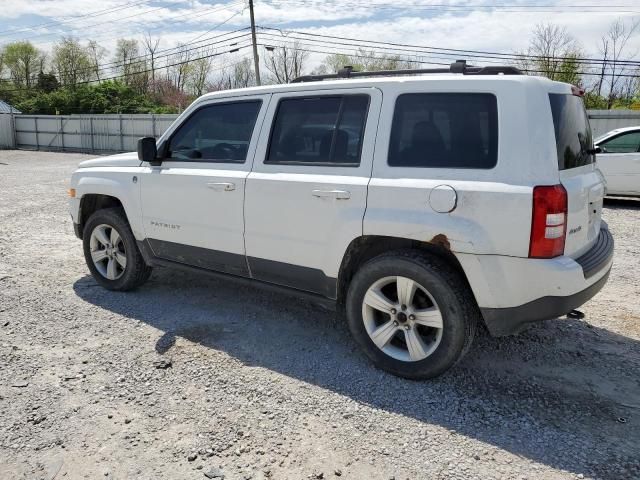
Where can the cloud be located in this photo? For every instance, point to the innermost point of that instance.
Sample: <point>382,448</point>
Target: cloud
<point>462,25</point>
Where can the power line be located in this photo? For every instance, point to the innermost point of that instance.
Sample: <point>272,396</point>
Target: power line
<point>498,55</point>
<point>140,72</point>
<point>313,49</point>
<point>189,14</point>
<point>143,58</point>
<point>514,8</point>
<point>96,13</point>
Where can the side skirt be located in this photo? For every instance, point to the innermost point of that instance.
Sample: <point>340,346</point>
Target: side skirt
<point>152,260</point>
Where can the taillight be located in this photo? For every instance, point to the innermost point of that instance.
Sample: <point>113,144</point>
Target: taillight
<point>549,222</point>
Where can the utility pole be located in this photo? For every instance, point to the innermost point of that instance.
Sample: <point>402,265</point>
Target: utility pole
<point>256,61</point>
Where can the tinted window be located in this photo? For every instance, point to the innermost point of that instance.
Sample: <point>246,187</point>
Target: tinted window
<point>625,143</point>
<point>452,130</point>
<point>573,133</point>
<point>215,133</point>
<point>319,130</point>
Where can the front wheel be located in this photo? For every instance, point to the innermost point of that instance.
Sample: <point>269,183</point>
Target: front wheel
<point>111,252</point>
<point>413,315</point>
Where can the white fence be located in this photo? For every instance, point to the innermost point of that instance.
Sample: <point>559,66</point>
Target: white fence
<point>119,133</point>
<point>82,133</point>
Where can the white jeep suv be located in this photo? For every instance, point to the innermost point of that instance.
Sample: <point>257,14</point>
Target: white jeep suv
<point>422,204</point>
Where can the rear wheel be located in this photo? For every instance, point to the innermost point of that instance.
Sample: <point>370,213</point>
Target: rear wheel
<point>111,252</point>
<point>413,315</point>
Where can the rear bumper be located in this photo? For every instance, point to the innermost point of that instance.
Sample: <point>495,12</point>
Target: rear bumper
<point>545,288</point>
<point>508,321</point>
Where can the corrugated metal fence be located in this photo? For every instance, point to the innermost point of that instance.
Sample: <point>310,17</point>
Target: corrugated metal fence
<point>119,133</point>
<point>83,133</point>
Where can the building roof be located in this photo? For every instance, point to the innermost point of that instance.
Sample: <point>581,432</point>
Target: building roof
<point>6,108</point>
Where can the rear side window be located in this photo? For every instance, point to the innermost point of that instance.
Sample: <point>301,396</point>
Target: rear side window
<point>623,143</point>
<point>573,132</point>
<point>215,133</point>
<point>444,130</point>
<point>318,130</point>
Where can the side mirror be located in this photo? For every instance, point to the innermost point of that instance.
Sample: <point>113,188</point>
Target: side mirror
<point>147,151</point>
<point>595,150</point>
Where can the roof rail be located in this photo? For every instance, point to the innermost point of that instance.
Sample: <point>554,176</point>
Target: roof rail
<point>459,66</point>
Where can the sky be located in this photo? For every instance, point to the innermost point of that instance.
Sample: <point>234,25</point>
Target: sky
<point>498,25</point>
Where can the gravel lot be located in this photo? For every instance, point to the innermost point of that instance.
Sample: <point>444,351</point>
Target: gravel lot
<point>191,376</point>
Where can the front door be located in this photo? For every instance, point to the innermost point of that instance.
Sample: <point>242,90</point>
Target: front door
<point>306,196</point>
<point>192,204</point>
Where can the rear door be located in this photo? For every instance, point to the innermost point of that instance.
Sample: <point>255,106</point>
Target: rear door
<point>307,192</point>
<point>620,163</point>
<point>576,164</point>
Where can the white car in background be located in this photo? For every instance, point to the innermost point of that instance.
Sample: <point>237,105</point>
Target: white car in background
<point>619,160</point>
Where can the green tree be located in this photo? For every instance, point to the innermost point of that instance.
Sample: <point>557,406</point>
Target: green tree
<point>363,60</point>
<point>72,62</point>
<point>47,82</point>
<point>24,62</point>
<point>552,53</point>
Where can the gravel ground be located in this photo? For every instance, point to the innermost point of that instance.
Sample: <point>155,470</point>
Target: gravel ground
<point>191,376</point>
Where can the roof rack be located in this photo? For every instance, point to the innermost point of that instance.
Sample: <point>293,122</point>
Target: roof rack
<point>459,66</point>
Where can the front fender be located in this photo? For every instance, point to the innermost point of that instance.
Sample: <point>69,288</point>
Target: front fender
<point>122,184</point>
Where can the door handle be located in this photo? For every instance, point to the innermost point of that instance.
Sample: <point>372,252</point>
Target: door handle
<point>221,186</point>
<point>337,194</point>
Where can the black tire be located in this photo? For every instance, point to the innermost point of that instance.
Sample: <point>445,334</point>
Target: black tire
<point>136,271</point>
<point>449,290</point>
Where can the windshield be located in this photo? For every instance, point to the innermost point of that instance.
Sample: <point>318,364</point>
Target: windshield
<point>573,133</point>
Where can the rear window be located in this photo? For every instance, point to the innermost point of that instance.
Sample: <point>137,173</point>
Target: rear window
<point>444,130</point>
<point>573,133</point>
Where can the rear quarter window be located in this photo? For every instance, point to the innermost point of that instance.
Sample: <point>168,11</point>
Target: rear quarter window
<point>444,130</point>
<point>574,141</point>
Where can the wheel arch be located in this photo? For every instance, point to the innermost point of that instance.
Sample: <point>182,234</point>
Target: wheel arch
<point>92,202</point>
<point>366,247</point>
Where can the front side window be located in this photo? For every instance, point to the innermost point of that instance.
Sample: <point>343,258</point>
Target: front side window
<point>215,133</point>
<point>624,143</point>
<point>318,130</point>
<point>444,130</point>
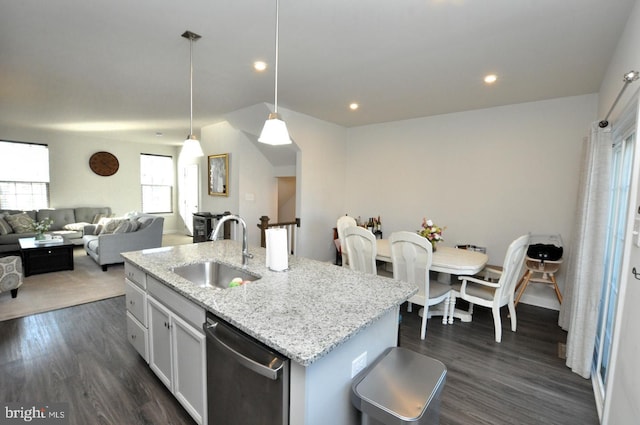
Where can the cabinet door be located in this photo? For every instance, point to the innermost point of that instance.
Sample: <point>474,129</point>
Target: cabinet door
<point>160,341</point>
<point>190,373</point>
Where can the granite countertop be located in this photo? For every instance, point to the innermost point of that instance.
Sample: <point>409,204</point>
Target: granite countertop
<point>303,313</point>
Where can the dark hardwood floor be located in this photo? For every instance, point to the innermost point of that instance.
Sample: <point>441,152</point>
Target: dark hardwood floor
<point>80,355</point>
<point>519,381</point>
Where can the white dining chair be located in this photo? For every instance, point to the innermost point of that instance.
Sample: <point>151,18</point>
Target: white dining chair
<point>361,249</point>
<point>342,223</point>
<point>495,294</point>
<point>411,256</point>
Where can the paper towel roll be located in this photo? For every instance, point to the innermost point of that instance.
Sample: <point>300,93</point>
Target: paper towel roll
<point>277,256</point>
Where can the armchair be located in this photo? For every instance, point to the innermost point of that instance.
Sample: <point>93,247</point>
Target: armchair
<point>495,294</point>
<point>342,223</point>
<point>361,249</point>
<point>411,257</point>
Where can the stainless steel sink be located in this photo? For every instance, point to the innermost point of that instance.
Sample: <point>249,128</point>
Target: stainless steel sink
<point>213,274</point>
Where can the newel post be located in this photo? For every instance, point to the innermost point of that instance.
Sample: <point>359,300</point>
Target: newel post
<point>264,224</point>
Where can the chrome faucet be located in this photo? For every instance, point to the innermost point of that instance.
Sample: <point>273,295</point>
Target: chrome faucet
<point>245,245</point>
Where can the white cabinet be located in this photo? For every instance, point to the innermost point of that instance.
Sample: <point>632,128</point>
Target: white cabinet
<point>166,329</point>
<point>177,349</point>
<point>136,300</point>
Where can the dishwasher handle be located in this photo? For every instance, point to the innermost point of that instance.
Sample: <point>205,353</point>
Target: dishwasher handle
<point>264,370</point>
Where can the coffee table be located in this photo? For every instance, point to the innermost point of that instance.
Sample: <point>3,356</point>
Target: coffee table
<point>45,256</point>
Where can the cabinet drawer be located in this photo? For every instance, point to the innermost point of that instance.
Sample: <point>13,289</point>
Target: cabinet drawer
<point>135,275</point>
<point>188,310</point>
<point>137,336</point>
<point>136,301</point>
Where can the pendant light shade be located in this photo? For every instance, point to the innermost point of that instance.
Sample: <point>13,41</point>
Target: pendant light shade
<point>191,146</point>
<point>275,131</point>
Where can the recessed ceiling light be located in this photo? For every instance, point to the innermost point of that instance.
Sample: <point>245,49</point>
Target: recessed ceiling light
<point>490,79</point>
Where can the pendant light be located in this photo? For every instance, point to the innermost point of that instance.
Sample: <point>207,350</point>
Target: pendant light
<point>275,131</point>
<point>191,146</point>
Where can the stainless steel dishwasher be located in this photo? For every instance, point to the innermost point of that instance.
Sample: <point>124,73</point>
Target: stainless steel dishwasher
<point>247,382</point>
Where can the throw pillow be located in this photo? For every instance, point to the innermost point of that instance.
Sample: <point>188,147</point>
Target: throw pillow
<point>78,227</point>
<point>100,224</point>
<point>98,217</point>
<point>144,222</point>
<point>127,226</point>
<point>5,228</point>
<point>111,225</point>
<point>20,223</point>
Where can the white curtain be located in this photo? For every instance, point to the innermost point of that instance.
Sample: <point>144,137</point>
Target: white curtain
<point>585,266</point>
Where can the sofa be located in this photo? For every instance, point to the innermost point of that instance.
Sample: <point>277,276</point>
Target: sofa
<point>67,222</point>
<point>106,240</point>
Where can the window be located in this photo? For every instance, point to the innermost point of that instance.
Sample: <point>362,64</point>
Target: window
<point>156,177</point>
<point>24,176</point>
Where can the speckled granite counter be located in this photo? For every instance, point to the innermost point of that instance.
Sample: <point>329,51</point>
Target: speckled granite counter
<point>303,313</point>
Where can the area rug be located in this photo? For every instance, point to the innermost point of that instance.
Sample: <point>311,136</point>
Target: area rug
<point>52,291</point>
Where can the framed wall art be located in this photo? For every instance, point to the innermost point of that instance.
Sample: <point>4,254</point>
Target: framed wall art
<point>219,175</point>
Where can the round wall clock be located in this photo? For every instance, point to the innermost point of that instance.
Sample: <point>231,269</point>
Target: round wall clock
<point>104,163</point>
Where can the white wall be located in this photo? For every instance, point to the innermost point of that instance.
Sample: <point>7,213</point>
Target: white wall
<point>252,183</point>
<point>319,170</point>
<point>488,175</point>
<point>321,166</point>
<point>73,184</point>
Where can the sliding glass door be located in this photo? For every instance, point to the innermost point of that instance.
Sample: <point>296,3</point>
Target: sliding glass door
<point>622,168</point>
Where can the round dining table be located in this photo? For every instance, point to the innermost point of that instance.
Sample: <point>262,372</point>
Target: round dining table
<point>446,261</point>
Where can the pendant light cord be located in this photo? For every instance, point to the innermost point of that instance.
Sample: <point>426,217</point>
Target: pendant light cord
<point>191,86</point>
<point>276,70</point>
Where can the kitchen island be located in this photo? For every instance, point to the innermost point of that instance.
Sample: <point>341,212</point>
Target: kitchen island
<point>320,316</point>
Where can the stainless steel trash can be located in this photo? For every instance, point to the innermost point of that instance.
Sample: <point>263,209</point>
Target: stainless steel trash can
<point>400,387</point>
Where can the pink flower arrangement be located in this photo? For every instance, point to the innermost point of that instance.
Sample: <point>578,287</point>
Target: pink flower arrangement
<point>432,232</point>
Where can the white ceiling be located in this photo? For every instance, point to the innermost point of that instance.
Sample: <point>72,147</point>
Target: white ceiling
<point>119,69</point>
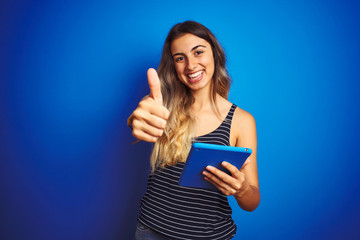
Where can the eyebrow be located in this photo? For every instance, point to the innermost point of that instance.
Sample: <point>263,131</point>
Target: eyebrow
<point>191,50</point>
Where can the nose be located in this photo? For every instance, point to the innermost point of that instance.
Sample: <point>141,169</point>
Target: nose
<point>192,64</point>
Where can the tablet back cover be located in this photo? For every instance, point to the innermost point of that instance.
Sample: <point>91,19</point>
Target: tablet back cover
<point>202,155</point>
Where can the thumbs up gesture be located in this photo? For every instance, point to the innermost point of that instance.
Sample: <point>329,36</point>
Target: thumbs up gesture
<point>150,117</point>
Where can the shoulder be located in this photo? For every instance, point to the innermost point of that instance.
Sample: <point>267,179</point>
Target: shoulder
<point>243,127</point>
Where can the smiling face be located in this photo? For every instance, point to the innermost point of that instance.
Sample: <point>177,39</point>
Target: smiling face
<point>194,61</point>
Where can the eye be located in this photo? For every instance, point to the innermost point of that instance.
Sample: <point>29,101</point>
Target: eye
<point>199,52</point>
<point>178,59</point>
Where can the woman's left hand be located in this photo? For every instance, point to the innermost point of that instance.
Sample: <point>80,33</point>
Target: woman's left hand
<point>234,184</point>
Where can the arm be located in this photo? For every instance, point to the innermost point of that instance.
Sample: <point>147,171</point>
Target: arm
<point>243,184</point>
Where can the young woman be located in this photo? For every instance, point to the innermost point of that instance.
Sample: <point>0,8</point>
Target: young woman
<point>188,103</point>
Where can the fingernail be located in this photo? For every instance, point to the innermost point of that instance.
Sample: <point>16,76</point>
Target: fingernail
<point>209,167</point>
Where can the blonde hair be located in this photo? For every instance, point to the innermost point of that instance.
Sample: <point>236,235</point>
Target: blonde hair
<point>174,145</point>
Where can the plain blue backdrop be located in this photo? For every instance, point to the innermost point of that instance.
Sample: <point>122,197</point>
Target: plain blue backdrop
<point>71,72</point>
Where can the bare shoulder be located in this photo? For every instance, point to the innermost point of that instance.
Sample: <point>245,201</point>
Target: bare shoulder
<point>243,128</point>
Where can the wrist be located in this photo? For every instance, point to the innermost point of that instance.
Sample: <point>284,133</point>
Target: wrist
<point>129,121</point>
<point>246,189</point>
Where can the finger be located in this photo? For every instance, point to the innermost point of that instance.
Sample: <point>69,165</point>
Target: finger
<point>231,168</point>
<point>142,126</point>
<point>141,135</point>
<point>156,122</point>
<point>245,164</point>
<point>220,174</point>
<point>154,85</point>
<point>147,107</point>
<point>223,190</point>
<point>219,184</point>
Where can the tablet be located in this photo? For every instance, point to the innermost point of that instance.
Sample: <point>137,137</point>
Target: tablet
<point>204,154</point>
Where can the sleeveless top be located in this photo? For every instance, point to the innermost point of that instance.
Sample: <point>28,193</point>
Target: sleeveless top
<point>181,212</point>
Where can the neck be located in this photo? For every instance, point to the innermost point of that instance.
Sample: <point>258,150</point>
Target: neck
<point>203,100</point>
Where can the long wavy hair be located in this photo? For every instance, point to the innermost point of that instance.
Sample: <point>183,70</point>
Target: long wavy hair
<point>174,145</point>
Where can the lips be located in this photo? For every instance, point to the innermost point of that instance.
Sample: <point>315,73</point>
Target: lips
<point>196,76</point>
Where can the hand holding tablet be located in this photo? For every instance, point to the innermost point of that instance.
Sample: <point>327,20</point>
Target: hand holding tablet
<point>202,155</point>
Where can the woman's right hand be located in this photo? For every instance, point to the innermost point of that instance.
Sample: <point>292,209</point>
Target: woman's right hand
<point>150,117</point>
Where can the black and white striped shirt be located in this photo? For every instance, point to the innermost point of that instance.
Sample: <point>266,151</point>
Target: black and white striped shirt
<point>188,213</point>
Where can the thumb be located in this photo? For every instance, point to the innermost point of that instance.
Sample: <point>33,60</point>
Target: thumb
<point>245,164</point>
<point>154,85</point>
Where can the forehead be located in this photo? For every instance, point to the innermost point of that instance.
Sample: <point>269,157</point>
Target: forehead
<point>186,42</point>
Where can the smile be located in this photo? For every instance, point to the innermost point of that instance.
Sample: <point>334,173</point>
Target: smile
<point>195,77</point>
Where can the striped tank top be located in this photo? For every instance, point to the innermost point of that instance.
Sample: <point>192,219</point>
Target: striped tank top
<point>181,212</point>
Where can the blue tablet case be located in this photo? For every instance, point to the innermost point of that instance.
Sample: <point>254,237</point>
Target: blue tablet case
<point>204,154</point>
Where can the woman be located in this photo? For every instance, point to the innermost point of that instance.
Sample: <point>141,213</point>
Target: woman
<point>188,103</point>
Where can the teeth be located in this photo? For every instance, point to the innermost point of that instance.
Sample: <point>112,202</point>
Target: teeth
<point>195,74</point>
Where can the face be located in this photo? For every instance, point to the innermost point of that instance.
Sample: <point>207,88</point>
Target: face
<point>194,61</point>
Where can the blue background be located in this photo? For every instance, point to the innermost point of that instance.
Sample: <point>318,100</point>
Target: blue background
<point>71,72</point>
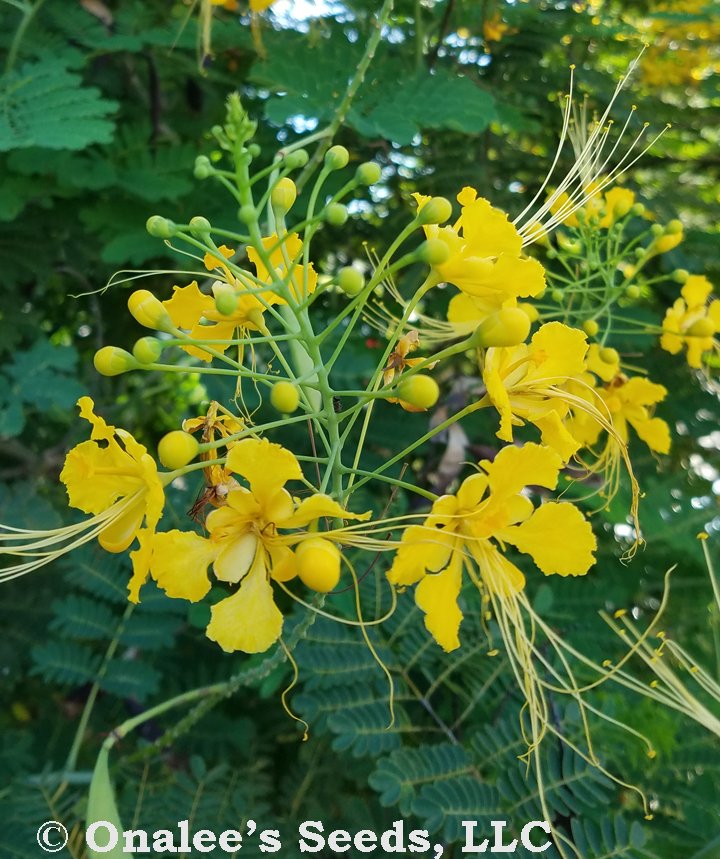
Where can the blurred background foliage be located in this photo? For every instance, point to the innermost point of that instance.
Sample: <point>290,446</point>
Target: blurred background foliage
<point>103,109</point>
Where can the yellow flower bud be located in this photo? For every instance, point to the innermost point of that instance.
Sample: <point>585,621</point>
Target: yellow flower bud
<point>420,391</point>
<point>285,397</point>
<point>318,562</point>
<point>147,350</point>
<point>283,195</point>
<point>112,361</point>
<point>176,449</point>
<point>507,327</point>
<point>148,311</point>
<point>437,210</point>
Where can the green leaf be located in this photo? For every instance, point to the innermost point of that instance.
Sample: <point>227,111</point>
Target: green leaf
<point>44,104</point>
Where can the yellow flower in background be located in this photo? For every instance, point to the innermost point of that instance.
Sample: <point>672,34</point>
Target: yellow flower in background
<point>109,471</point>
<point>529,383</point>
<point>692,322</point>
<point>284,260</point>
<point>485,253</point>
<point>245,546</point>
<point>629,403</point>
<point>468,531</point>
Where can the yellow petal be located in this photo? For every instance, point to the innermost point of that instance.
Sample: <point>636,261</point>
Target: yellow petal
<point>516,467</point>
<point>437,596</point>
<point>557,537</point>
<point>236,557</point>
<point>187,305</point>
<point>315,507</point>
<point>265,466</point>
<point>180,562</point>
<point>248,620</point>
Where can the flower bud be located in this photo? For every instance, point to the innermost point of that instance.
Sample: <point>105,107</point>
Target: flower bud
<point>437,210</point>
<point>336,214</point>
<point>160,228</point>
<point>609,356</point>
<point>285,397</point>
<point>507,327</point>
<point>203,167</point>
<point>199,226</point>
<point>296,159</point>
<point>147,350</point>
<point>226,298</point>
<point>112,361</point>
<point>176,449</point>
<point>247,214</point>
<point>419,390</point>
<point>283,195</point>
<point>433,252</point>
<point>351,281</point>
<point>318,564</point>
<point>148,311</point>
<point>337,157</point>
<point>368,173</point>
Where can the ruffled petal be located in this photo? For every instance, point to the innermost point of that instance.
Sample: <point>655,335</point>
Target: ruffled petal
<point>557,537</point>
<point>180,562</point>
<point>248,620</point>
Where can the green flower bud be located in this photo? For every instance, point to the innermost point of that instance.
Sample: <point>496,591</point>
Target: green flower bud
<point>247,214</point>
<point>437,210</point>
<point>203,167</point>
<point>368,173</point>
<point>225,298</point>
<point>177,449</point>
<point>337,157</point>
<point>433,252</point>
<point>283,195</point>
<point>149,311</point>
<point>199,226</point>
<point>112,361</point>
<point>351,281</point>
<point>147,350</point>
<point>160,228</point>
<point>507,327</point>
<point>296,159</point>
<point>336,214</point>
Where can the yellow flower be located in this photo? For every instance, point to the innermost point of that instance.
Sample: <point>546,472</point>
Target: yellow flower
<point>112,470</point>
<point>300,281</point>
<point>485,259</point>
<point>246,546</point>
<point>468,531</point>
<point>529,383</point>
<point>692,321</point>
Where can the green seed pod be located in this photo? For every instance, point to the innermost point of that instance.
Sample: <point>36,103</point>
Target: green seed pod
<point>160,228</point>
<point>147,350</point>
<point>336,214</point>
<point>351,281</point>
<point>368,173</point>
<point>297,159</point>
<point>337,157</point>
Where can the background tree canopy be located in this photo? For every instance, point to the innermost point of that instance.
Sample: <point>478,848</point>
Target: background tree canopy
<point>104,107</point>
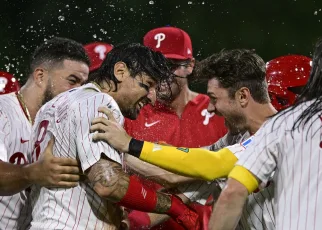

********

• _What you are asked to do_:
Which part of the entries opens with the line containing "Sample: <point>263,209</point>" and closes with the line containing "Sample: <point>263,131</point>"? Output that part exactly, ends included, pictures excluded.

• _Answer below_:
Sample: <point>263,209</point>
Target: stainless steel trash can
<point>400,387</point>
Where can the pink flower arrangement be located in this photo? For every instance, point to the innermost point of that instance.
Sample: <point>578,287</point>
Target: pink flower arrangement
<point>432,232</point>
Where can the white ceiling be located in this photo? For every instance, point to the innermost point of that instance.
Sample: <point>72,147</point>
Target: white ceiling
<point>119,69</point>
Where can the eyebrow be located in this photo? For every instance, point to the innermost point of that instance.
Sample: <point>263,131</point>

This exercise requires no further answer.